Santa Clara County

Biographies

 

 


 

 

 

 

 

ALVIN L. ELLIS

 

 

                    A native and to the manner born, Alvin L. Ellis is a worthy representative of the thriving and respected business men of Santa Clara county. Pleasantly located about three miles east of Gilroy, he is closely identified with the agricultural and dairying interests of this vicinity, in the management of his large ranch showing marked ability and excellent judgment. A son of the late James H. and Harriet Ellis, he was born near Santa Clara, September 3, 1855. His paternal and ancestral history to some extent may be found on another page of this volume, in connection with the sketch of his father, James H. Ellis.

** WHAT THIS EXERCISE ASKS **
**1.** Could you retype the Alvin L. Ellis biography from "A native and" up to and including "James H. Ellis."?
**2.** Can you carry the Alvin L. Ellis biography on past its final sentence?

** SOURCE DATA **
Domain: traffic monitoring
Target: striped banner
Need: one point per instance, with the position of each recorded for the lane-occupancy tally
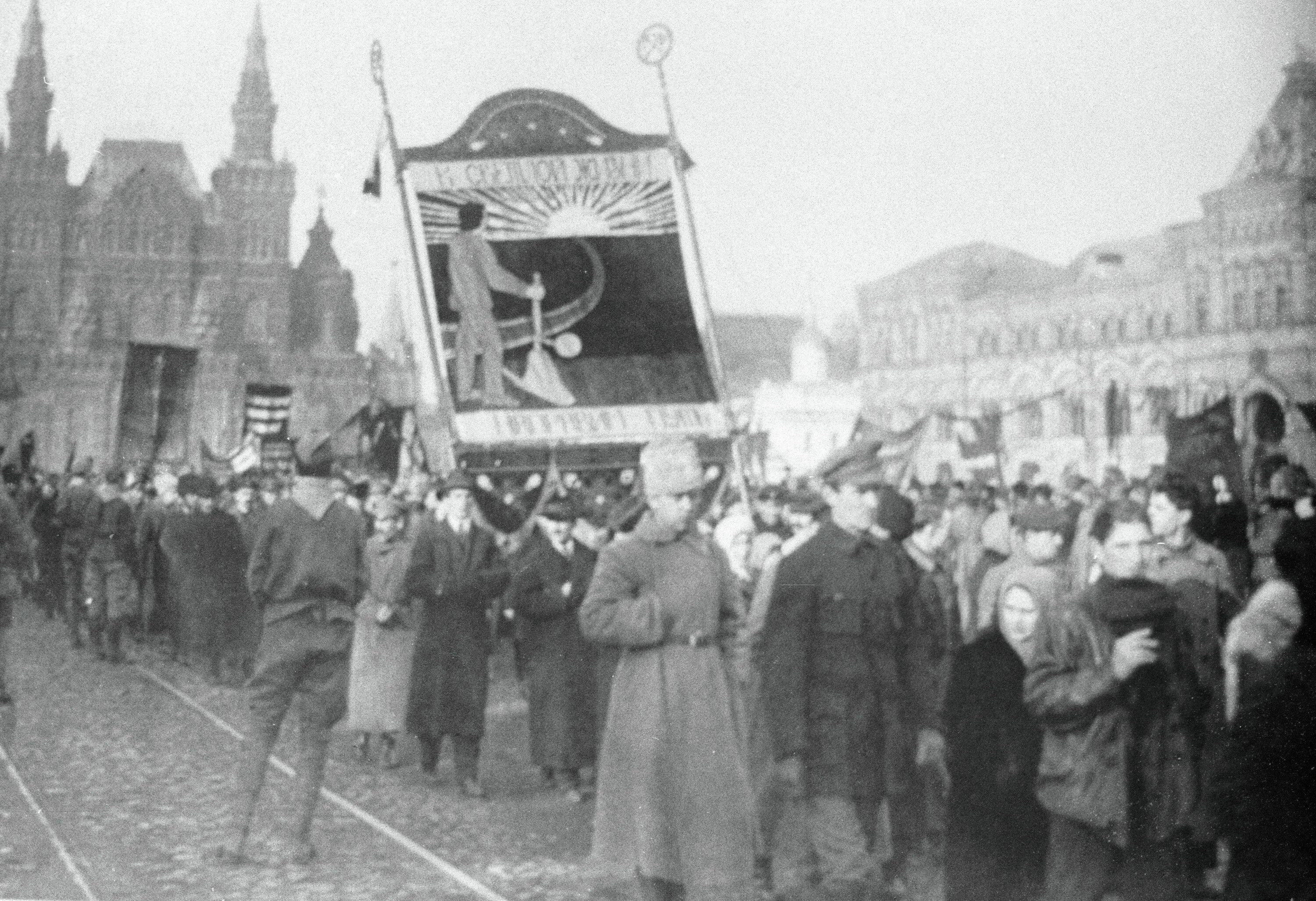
(268, 410)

** RESULTS BY TASK **
**1.**
A native and to the manner born, Alvin L. Ellis is a worthy representative of the thriving and respected business men of Santa Clara county. Pleasantly located about three miles east of Gilroy, he is closely identified with the agricultural and dairying interests of this vicinity, in the management of his large ranch showing marked ability and excellent judgment. A son of the late James H. and Harriet Ellis, he was born near Santa Clara, September 3, 1855. His paternal and ancestral history to some extent may be found on another page of this volume, in connection with the sketch of his father, James H. Ellis.

**2.**
                     His parents removing to Gilroy, or near here, in 1857, Alvin L. Ellis obtained his rudimentary education in the Gilroy public schools, after which he attended the University of the Pacific for three years, and then took a course at the San Jose Business College. Establishing himself in business in Gilroy as a hardware merchant, he built up a most extensive and prosperous trade in his special line of goods, which included shelf and heavy hardware, and agricultural implements. At the end of twenty years, Mr. Ellis disposed of his stock of goods, but still owns the large building located at Nos. 34 and 36 Monterey street, his property occupying about half a block in the heart of the city. While he was thus employed, Mr. Ellis was also interested in farming and dairying, to which he is now devoting his entire attention. His farm, containing eighty-five acres of bottom land, is located three and one-half miles from Gilroy, and is one of the finest in the county. He also leases three hundred and fifteen acres of his mother’s estate, which is devoted to farming and dairying, in all about four hundred acres. He keeps about one hundred cows, Holsteins and Durhams, and has a large factory, in which he manufactures the celebrated A. L. Ellis California cheese, which has a ready sale in all the markets of the Pacific coast, bringing the highest quoted prices. The most famous cow in his herd supplies his family of nine with all the milk and butter used on the table or in cooking, and twenty pounds of butter per week besides for the market, her record as a milk producer being seldom, if ever, exceeded. On his land, which is especially rich, he raises without irrigation fine crops of alfalfa and garden vegetables, his radishes being as large as ordinary beets, while his cow beets, of which he has fifteen acres, yield sixty tons to an acre.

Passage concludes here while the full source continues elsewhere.